(Dataset items)

■ ■ ■

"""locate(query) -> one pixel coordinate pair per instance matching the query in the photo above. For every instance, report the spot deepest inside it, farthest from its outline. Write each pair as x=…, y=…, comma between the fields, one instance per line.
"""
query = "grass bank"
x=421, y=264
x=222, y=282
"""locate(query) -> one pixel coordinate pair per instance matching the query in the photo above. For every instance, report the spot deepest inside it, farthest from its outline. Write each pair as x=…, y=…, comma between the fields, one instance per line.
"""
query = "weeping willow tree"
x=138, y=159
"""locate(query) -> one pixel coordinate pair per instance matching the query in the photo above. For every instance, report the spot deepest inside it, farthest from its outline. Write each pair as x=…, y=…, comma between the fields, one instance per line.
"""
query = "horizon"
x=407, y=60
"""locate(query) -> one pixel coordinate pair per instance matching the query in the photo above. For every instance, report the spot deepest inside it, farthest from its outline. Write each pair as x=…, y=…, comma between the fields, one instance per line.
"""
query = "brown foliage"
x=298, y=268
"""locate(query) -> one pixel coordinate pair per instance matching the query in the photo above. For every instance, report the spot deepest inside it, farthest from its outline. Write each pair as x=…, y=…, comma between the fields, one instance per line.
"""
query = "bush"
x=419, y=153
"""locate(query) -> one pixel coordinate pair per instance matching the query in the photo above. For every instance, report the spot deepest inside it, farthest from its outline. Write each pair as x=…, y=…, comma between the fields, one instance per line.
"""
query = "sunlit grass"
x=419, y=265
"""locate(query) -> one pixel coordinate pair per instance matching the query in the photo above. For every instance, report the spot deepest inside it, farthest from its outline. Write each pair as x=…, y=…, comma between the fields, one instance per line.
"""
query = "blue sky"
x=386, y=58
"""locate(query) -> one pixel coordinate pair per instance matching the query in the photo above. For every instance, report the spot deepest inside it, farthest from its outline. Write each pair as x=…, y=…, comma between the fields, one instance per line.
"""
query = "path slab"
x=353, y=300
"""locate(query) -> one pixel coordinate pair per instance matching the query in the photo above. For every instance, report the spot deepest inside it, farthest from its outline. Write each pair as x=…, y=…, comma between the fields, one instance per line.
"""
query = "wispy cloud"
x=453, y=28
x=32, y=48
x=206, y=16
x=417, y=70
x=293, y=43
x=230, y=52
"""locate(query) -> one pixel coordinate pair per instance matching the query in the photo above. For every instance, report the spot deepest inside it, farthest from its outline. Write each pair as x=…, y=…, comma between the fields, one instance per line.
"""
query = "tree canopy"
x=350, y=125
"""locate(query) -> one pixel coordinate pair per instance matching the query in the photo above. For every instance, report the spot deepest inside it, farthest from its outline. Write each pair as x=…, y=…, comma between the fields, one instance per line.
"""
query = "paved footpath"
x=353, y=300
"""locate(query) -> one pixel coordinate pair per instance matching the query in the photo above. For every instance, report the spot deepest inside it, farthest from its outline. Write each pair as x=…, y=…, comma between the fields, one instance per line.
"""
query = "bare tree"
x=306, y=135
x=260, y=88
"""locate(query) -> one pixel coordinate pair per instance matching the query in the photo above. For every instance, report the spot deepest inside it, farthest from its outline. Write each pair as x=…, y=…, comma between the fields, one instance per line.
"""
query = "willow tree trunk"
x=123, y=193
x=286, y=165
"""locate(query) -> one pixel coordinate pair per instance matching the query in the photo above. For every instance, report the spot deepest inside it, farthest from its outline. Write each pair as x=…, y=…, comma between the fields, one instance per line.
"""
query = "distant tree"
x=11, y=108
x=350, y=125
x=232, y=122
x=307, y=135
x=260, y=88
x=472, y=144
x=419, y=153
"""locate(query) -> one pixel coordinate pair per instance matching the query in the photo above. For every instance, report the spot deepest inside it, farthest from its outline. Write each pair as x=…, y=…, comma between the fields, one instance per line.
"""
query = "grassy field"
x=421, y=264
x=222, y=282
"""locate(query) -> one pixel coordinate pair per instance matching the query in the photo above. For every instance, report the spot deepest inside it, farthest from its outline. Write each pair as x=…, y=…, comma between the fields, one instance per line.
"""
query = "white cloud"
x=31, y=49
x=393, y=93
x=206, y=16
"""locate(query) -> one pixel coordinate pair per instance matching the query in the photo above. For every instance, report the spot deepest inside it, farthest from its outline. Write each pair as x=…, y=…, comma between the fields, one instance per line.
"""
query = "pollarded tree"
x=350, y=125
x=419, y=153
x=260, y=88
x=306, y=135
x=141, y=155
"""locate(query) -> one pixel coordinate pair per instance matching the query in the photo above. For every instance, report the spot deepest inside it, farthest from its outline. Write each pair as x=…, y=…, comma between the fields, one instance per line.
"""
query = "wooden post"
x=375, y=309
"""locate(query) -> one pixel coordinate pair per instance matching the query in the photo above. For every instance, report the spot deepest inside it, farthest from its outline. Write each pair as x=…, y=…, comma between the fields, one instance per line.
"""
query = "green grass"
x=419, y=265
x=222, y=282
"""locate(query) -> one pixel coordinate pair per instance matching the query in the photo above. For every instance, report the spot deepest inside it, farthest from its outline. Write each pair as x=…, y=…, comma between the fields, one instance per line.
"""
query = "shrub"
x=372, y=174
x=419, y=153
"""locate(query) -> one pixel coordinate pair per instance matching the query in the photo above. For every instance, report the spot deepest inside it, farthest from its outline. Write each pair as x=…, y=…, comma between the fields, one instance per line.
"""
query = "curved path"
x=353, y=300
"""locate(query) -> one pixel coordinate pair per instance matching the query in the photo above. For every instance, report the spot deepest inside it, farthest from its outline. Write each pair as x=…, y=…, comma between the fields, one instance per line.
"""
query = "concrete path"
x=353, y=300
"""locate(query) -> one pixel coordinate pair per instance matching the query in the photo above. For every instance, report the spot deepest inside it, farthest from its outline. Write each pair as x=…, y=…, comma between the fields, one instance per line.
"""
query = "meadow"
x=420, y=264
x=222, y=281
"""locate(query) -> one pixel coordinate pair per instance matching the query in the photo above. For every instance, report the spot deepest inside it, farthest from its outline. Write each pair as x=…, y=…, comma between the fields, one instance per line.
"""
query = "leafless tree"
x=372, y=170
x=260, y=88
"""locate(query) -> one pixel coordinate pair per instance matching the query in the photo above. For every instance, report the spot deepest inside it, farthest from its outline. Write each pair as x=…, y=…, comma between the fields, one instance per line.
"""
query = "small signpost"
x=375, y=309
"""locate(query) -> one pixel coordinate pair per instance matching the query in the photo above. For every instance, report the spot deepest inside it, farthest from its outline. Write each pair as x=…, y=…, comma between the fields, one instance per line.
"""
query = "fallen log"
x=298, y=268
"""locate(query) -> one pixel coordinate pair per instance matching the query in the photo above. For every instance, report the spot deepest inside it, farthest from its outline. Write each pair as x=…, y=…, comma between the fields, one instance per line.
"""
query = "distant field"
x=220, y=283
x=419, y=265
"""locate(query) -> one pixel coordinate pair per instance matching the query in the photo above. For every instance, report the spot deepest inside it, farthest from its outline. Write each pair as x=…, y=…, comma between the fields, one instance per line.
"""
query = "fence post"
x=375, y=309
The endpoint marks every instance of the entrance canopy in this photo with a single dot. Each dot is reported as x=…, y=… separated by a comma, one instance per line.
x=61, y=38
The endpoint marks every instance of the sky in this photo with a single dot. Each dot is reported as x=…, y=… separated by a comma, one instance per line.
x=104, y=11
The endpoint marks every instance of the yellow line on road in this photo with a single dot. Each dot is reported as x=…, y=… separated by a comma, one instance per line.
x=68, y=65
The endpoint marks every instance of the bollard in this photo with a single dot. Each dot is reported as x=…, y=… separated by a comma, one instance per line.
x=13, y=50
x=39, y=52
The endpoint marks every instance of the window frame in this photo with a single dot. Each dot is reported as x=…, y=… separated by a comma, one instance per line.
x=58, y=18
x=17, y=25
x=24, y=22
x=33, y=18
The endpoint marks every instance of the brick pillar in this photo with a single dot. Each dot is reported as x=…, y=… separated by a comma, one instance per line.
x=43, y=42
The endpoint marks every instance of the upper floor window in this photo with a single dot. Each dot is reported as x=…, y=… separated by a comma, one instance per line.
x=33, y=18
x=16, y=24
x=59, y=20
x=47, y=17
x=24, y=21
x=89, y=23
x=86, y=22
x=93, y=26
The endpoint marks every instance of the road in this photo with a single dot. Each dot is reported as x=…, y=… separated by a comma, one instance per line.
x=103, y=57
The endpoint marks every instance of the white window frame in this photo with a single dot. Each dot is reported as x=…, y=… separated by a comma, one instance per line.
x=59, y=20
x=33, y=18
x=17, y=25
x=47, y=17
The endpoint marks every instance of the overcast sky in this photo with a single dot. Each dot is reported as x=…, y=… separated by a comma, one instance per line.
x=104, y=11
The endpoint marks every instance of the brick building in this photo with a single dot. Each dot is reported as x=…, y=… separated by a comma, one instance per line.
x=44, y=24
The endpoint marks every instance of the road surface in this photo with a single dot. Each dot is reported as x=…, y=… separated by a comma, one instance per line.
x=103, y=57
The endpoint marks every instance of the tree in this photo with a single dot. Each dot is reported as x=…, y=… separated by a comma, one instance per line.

■ ■ ■

● **Your instructions**
Please retype, exactly as written, every line from the line containing "The endpoint marks every instance of the brick building" through the last line of the records above, including both of those lines, and nothing else.

● **Written solution**
The endpoint marks every instance of the brick building in this photo with a single dot. Each dot is reported as x=…, y=… separated by a comma, one instance per line.
x=44, y=24
The endpoint marks every instance of the road surface in this photo with a single dot. Each dot is reported as x=…, y=… separated by a comma, one instance per line.
x=103, y=57
The endpoint marks every instance of the tree in this photo with a single dot. Each dot is reported as x=…, y=… separated by a comma, one instance per line.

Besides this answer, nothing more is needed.